··· STORED ROWS

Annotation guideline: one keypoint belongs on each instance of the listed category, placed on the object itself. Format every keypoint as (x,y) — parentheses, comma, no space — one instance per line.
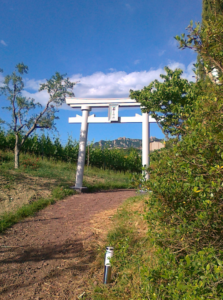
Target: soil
(49,256)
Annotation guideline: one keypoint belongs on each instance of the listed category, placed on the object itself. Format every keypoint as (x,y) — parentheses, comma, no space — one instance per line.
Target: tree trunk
(16,152)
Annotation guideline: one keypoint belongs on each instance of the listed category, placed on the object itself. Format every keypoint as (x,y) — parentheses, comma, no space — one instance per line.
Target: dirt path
(47,256)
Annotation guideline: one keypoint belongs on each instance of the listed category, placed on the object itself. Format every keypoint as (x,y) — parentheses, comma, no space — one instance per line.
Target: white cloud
(173,43)
(129,7)
(137,61)
(3,43)
(109,85)
(32,84)
(161,52)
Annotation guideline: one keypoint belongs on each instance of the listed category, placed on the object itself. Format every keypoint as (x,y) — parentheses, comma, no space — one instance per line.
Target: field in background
(41,178)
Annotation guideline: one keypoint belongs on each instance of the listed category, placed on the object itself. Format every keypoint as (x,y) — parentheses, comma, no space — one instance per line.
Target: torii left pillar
(82,148)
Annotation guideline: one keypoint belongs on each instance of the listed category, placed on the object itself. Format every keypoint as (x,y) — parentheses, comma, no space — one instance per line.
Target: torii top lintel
(101,102)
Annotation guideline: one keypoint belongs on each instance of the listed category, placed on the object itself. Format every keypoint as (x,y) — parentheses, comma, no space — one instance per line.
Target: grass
(52,178)
(8,219)
(61,171)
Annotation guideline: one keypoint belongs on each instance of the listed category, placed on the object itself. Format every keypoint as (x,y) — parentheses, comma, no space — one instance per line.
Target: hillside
(124,143)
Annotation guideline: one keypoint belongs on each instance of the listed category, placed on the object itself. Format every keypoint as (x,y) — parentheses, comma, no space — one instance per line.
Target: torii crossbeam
(113,104)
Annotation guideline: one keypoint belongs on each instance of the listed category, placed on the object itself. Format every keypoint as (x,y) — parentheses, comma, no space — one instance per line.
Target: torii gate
(113,104)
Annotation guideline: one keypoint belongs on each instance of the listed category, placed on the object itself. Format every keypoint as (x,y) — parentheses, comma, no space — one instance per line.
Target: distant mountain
(124,143)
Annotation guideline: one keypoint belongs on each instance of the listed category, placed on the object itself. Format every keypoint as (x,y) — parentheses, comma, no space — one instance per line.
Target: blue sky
(110,47)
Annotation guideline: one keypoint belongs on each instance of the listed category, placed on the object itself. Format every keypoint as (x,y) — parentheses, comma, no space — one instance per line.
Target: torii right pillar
(145,143)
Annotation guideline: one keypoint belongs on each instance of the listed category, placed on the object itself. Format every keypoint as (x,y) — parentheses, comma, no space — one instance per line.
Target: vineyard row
(43,146)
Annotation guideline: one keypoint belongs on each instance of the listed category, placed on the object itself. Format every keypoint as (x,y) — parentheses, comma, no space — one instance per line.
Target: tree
(23,122)
(167,101)
(207,40)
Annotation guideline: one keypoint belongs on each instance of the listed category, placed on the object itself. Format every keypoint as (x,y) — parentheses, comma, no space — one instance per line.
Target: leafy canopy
(167,101)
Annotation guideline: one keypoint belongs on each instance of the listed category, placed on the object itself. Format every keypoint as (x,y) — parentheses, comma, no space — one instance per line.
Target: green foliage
(207,40)
(23,122)
(9,219)
(197,276)
(169,101)
(112,159)
(187,180)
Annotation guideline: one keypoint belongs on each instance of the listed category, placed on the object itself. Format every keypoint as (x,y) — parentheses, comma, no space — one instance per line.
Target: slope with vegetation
(184,212)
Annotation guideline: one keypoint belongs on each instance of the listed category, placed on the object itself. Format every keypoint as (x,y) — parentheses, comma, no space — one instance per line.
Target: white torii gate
(113,104)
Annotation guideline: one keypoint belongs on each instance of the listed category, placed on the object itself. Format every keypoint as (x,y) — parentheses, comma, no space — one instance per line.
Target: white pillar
(82,147)
(145,142)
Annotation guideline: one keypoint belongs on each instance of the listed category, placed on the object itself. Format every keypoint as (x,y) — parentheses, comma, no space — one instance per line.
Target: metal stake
(107,271)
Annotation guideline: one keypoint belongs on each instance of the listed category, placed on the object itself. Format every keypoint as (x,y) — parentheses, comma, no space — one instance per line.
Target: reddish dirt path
(46,257)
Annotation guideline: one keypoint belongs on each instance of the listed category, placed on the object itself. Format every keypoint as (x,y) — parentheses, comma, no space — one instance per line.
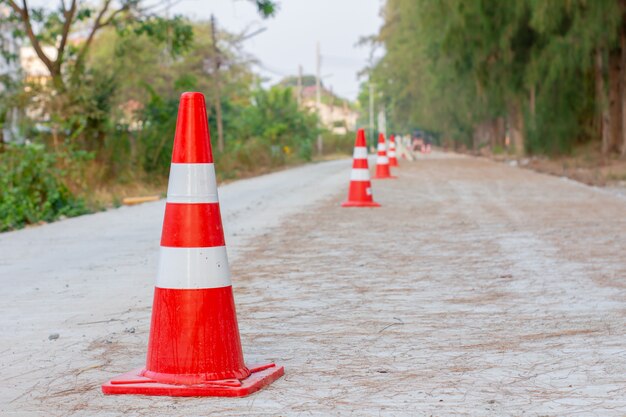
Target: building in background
(336,114)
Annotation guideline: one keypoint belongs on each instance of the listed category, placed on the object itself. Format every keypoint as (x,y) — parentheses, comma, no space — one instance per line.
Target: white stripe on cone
(193,268)
(360,174)
(192,183)
(360,152)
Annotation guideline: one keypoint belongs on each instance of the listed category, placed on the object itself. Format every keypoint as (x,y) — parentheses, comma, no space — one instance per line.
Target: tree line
(539,76)
(102,112)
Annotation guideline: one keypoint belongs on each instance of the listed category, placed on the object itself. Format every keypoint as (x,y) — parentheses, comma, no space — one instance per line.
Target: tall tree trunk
(622,138)
(615,101)
(516,126)
(602,112)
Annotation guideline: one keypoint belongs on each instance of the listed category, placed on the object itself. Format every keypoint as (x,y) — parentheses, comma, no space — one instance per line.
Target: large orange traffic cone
(393,161)
(382,162)
(194,347)
(360,194)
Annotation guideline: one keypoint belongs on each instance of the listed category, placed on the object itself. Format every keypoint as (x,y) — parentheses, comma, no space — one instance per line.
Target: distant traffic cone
(360,194)
(393,162)
(382,162)
(194,347)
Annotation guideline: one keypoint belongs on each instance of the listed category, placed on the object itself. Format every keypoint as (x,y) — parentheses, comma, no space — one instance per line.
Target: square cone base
(135,384)
(360,204)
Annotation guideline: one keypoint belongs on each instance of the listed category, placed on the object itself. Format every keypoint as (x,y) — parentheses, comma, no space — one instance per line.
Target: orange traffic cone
(360,194)
(194,347)
(393,161)
(382,162)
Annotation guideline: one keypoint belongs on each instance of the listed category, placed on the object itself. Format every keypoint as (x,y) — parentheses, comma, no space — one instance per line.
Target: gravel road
(477,289)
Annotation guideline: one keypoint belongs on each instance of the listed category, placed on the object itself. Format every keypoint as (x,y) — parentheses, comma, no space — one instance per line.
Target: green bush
(32,188)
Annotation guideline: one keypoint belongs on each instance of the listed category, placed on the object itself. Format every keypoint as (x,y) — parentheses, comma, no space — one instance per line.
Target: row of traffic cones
(360,192)
(194,347)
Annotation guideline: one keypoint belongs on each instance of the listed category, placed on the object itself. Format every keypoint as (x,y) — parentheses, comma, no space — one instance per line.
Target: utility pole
(318,96)
(372,139)
(217,101)
(299,91)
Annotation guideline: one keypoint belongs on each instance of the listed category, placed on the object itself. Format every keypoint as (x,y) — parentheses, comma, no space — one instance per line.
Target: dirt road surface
(477,289)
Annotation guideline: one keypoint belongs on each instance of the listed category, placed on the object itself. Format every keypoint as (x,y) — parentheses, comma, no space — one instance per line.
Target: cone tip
(192,98)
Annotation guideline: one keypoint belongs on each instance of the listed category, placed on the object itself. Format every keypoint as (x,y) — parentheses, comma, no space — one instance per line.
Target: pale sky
(291,36)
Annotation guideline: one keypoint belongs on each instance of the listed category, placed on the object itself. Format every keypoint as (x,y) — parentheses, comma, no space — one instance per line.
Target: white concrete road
(477,289)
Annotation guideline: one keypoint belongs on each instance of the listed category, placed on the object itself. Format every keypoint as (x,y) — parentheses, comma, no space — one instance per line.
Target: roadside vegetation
(528,77)
(95,122)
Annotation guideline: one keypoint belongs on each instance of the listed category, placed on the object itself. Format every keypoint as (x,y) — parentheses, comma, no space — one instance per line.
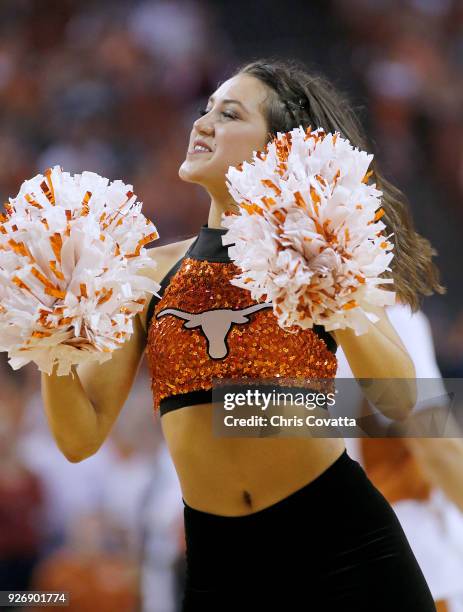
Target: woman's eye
(204,111)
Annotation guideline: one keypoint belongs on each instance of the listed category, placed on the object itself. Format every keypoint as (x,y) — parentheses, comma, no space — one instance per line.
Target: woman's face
(233,127)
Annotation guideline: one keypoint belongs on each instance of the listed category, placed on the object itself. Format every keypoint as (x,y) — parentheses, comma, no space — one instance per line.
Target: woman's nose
(204,125)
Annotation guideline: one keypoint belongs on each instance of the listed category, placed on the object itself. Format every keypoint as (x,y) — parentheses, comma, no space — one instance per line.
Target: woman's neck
(217,208)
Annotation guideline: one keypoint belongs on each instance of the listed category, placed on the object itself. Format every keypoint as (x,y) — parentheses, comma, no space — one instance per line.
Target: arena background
(114,87)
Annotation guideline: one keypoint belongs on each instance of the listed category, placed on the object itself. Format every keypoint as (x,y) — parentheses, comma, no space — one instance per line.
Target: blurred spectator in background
(114,88)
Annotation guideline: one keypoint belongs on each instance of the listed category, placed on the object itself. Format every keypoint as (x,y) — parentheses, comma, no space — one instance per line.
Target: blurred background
(114,87)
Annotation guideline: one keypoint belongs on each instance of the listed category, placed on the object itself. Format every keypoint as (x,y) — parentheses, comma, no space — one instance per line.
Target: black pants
(335,545)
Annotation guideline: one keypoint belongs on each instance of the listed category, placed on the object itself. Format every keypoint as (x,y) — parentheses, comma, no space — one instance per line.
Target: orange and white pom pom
(71,248)
(309,237)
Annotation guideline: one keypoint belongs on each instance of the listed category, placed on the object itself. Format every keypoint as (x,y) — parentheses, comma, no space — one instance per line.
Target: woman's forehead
(245,89)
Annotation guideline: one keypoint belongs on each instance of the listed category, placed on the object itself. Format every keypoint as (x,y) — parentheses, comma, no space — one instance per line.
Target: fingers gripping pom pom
(70,251)
(309,237)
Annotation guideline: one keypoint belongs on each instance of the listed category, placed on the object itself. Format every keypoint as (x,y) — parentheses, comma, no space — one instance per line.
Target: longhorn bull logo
(215,324)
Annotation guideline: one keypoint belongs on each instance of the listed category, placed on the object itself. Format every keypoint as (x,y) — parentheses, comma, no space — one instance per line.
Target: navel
(247,498)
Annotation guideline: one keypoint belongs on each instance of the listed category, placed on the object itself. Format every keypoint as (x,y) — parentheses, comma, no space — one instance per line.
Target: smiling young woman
(253,505)
(271,522)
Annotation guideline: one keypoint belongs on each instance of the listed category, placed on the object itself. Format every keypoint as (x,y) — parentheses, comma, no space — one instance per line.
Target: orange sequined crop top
(204,327)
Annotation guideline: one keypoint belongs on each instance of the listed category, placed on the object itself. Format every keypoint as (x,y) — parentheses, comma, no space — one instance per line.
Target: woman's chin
(188,173)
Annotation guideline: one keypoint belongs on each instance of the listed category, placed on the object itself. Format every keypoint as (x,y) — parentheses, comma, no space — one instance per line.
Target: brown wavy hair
(297,97)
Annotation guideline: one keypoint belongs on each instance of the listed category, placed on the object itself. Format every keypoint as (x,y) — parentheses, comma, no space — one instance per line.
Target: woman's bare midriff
(233,476)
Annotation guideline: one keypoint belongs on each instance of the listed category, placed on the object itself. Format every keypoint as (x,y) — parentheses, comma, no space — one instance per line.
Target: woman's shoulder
(165,257)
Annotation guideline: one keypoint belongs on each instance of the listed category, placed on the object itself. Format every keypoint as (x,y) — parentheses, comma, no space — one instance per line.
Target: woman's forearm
(376,355)
(71,415)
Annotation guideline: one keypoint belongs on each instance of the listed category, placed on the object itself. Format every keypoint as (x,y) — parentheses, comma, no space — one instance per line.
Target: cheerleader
(272,522)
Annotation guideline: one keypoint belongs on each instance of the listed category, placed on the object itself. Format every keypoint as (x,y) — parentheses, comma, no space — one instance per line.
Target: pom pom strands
(309,237)
(70,250)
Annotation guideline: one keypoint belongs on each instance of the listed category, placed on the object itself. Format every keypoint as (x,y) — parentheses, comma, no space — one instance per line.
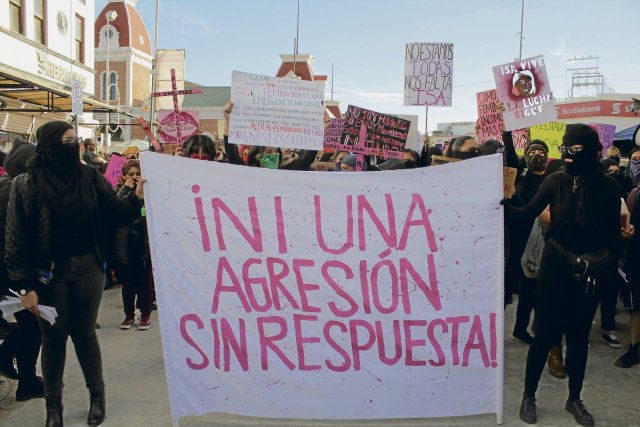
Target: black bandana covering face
(536,162)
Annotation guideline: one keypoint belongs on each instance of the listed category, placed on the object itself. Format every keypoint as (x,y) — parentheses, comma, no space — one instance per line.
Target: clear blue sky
(365,39)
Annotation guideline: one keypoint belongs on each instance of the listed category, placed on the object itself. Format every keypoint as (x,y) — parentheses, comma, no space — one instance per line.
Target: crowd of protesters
(564,244)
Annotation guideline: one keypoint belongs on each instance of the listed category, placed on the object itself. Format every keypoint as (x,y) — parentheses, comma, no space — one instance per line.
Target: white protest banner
(275,112)
(428,72)
(523,87)
(310,295)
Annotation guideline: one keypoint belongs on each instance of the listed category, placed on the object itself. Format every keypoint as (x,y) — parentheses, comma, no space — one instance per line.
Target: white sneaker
(611,339)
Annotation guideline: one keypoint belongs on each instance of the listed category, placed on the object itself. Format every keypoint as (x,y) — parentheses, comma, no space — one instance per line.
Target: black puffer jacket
(29,246)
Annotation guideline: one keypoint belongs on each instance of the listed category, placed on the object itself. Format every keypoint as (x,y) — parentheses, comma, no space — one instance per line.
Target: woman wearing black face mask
(58,218)
(463,147)
(585,220)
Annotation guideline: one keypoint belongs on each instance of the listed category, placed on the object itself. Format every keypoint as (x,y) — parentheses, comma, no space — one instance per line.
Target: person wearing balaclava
(23,342)
(585,220)
(58,220)
(527,184)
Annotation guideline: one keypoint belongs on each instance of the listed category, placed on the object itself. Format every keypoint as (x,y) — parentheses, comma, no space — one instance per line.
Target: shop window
(79,39)
(113,86)
(40,29)
(15,16)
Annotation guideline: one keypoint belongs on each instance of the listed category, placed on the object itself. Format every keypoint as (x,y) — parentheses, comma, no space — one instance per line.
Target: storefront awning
(37,95)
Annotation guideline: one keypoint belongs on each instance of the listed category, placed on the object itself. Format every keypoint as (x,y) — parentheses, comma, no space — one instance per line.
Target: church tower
(122,40)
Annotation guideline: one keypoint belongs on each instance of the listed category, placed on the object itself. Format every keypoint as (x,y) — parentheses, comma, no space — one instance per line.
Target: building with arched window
(123,48)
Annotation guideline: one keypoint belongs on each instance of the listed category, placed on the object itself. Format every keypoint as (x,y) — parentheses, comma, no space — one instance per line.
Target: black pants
(75,292)
(562,306)
(526,304)
(608,303)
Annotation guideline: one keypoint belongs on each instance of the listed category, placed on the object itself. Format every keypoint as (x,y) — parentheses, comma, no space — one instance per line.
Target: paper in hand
(12,305)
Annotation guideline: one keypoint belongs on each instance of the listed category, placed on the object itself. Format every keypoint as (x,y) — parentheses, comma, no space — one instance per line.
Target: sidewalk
(137,390)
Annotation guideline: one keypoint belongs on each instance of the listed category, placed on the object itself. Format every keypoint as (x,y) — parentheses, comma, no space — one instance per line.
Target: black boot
(528,409)
(54,412)
(630,357)
(579,412)
(96,408)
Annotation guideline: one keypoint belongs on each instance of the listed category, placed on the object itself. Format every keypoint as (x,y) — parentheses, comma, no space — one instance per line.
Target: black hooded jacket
(15,164)
(29,245)
(585,211)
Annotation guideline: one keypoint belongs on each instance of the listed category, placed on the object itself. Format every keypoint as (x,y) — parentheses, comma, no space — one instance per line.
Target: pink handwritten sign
(491,124)
(114,169)
(172,129)
(606,133)
(385,135)
(333,133)
(523,87)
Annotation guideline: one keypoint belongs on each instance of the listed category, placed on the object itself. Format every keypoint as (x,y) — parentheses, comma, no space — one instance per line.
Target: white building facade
(45,44)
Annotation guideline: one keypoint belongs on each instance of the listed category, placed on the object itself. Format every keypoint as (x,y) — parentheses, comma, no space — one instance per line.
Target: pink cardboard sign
(187,124)
(606,133)
(114,169)
(385,135)
(489,118)
(523,87)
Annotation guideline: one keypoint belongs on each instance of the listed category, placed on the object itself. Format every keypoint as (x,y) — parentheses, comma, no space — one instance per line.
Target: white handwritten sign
(428,72)
(321,295)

······

* _YOUR GOAL_: Pull out every line of the data above that contains the word "traffic", matching case exactly.

* _REPLY_:
Target: large orange traffic cone
Target: distant traffic cone
Target: orange traffic cone
Target: row of traffic cones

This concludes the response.